• **Required work**
Exact wording is required: transcribe all the entries and leave the images out.

• **Natural language region descriptions**
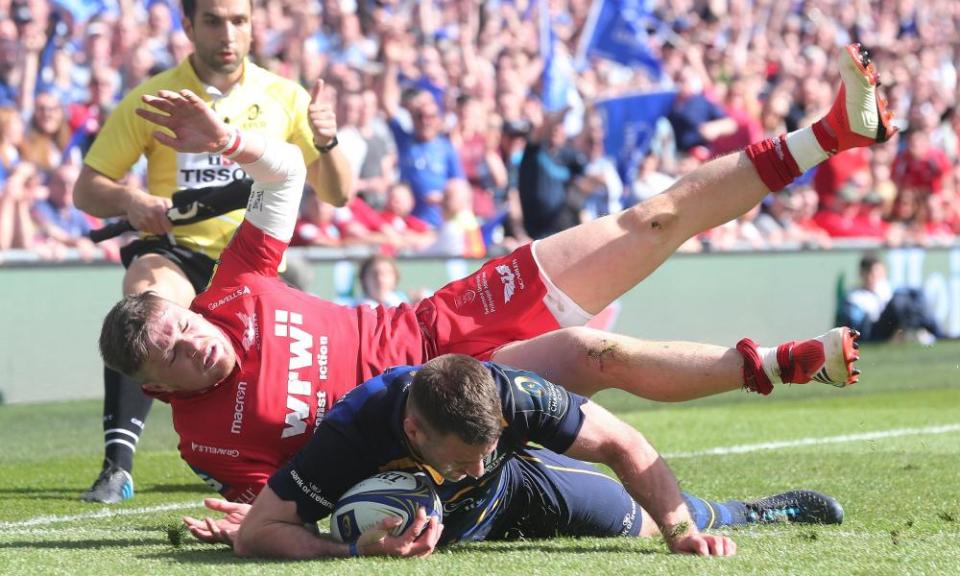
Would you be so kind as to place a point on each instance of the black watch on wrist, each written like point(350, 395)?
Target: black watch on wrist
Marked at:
point(330, 146)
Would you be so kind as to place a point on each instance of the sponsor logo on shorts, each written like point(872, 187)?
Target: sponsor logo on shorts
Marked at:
point(311, 490)
point(195, 170)
point(629, 519)
point(247, 496)
point(255, 204)
point(321, 408)
point(214, 450)
point(209, 480)
point(486, 298)
point(229, 298)
point(467, 297)
point(465, 504)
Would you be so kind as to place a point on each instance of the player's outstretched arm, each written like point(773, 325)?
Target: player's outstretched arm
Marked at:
point(276, 167)
point(273, 529)
point(605, 438)
point(223, 530)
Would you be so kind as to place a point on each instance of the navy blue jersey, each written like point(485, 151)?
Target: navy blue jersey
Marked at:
point(363, 435)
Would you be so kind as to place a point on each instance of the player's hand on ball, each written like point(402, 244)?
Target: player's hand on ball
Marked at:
point(219, 531)
point(417, 541)
point(703, 545)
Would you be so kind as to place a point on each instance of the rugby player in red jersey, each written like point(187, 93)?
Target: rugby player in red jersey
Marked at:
point(251, 368)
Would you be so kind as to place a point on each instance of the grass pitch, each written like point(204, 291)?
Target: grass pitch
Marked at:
point(887, 448)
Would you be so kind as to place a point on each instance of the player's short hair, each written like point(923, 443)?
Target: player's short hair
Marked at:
point(124, 336)
point(456, 394)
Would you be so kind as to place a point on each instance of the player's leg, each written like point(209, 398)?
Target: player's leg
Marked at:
point(590, 503)
point(125, 406)
point(596, 262)
point(586, 361)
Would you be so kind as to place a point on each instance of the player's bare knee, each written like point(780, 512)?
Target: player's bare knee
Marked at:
point(593, 348)
point(655, 218)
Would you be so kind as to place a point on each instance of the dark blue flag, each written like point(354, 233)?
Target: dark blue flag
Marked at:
point(618, 30)
point(630, 123)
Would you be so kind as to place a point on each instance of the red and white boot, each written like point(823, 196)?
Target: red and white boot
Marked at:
point(829, 359)
point(859, 116)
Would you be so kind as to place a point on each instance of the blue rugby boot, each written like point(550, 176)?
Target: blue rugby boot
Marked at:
point(799, 506)
point(112, 486)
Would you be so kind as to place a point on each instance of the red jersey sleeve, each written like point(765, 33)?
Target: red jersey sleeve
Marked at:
point(251, 251)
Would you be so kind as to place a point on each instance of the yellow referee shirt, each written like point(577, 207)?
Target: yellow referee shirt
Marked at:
point(261, 101)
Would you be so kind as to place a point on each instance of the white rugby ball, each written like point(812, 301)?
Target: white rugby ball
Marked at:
point(387, 494)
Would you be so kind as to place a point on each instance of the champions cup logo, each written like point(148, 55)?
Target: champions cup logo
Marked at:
point(250, 332)
point(507, 277)
point(528, 386)
point(467, 297)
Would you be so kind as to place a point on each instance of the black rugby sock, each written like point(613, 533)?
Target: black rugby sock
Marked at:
point(125, 409)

• **Response for this exercise**
Would you be so kind as to place a point on each instance of the black watch on wrist, each written like point(350, 395)?
Target: black watch on wrist
Marked at:
point(330, 146)
Would you be so kind as to place a point on each instance of the sponsor logo on shorts, each written like point(872, 187)?
Target: sponsor logo on shorts
Marked at:
point(311, 490)
point(195, 170)
point(629, 519)
point(247, 496)
point(255, 204)
point(321, 408)
point(214, 450)
point(209, 480)
point(486, 298)
point(229, 298)
point(467, 297)
point(465, 504)
Would you be so kind as to place a point on each instance of the player's outstretched arm, each written like point(773, 325)?
Target: player's outstretched arm
Marked at:
point(276, 167)
point(273, 529)
point(605, 438)
point(223, 530)
Would you be so kind as to place a point on each instance of the navy blue jersey, each written like point(485, 151)?
Target: navy blue jersey
Marked at:
point(363, 435)
Would you be so kind as to place a point on each instance of the player's hand on ball, each written like point(402, 244)?
Target: player's hand on ball
Marked at:
point(219, 531)
point(417, 541)
point(703, 545)
Would you be so kind as to place a point on each instance of the rugby player in red jersey, each written like point(187, 93)?
Target: rugby player in red jersey
Marked at:
point(251, 368)
Would you be so kind as to place a point on each instance of the grass pitch, each written like point(204, 291)?
Target: grass pitch
Marked at:
point(887, 448)
Would you be so kind as to place a point on each instance of the player's short hair, each written like point(923, 443)?
Target: player's short hair
Marked at:
point(124, 336)
point(456, 394)
Would you be so kind as to place a point on each instance of the player's leg, each written like point(209, 398)?
Target: player's leg
Marked at:
point(590, 503)
point(125, 406)
point(596, 262)
point(586, 361)
Would you be so kind as to place a point on each instance of the player's bare knee, each written like point(780, 512)?
Target: player's bare knee
Marked at:
point(593, 348)
point(655, 218)
Would you be so kind as to place a point on each instance of the dark blue flag, each written like point(354, 233)?
Target: dark blue flag
Marked at:
point(618, 30)
point(630, 123)
Would you be so kind as to place a point on each instance of the red and white boot, each written like point(823, 196)?
Target: red and white boot
Marked at:
point(829, 359)
point(859, 116)
Would you be so kind as to place a point on each instance of the blue rugby boot, each written like point(550, 176)?
Target: blue rugby boot
Marked at:
point(799, 506)
point(112, 486)
Would you be so kind as to place a point on each instance of the red jersey sleeve, each written like point(765, 33)?
Target: red jersey sleeve
Marked at:
point(251, 251)
Would you be so kind as to place a point on each instance of the yellow referee shirt, each written like point(577, 207)?
Target: yellow referee shirt
Marked at:
point(261, 101)
Would you be so kind as to place a point on each instance of the white rugby ball, each written like point(812, 301)?
Target: white rugby ball
Marked at:
point(387, 494)
Would you be so kind as to place a point on each instance of the champions cup logo, each written like point(148, 55)?
Target: champions cup logo
Marked at:
point(250, 332)
point(507, 277)
point(528, 386)
point(467, 297)
Would you be so kind as to place a point on each instance of the black rugby sock, each written like point(613, 533)?
Target: black rugby sock
Marked at:
point(125, 409)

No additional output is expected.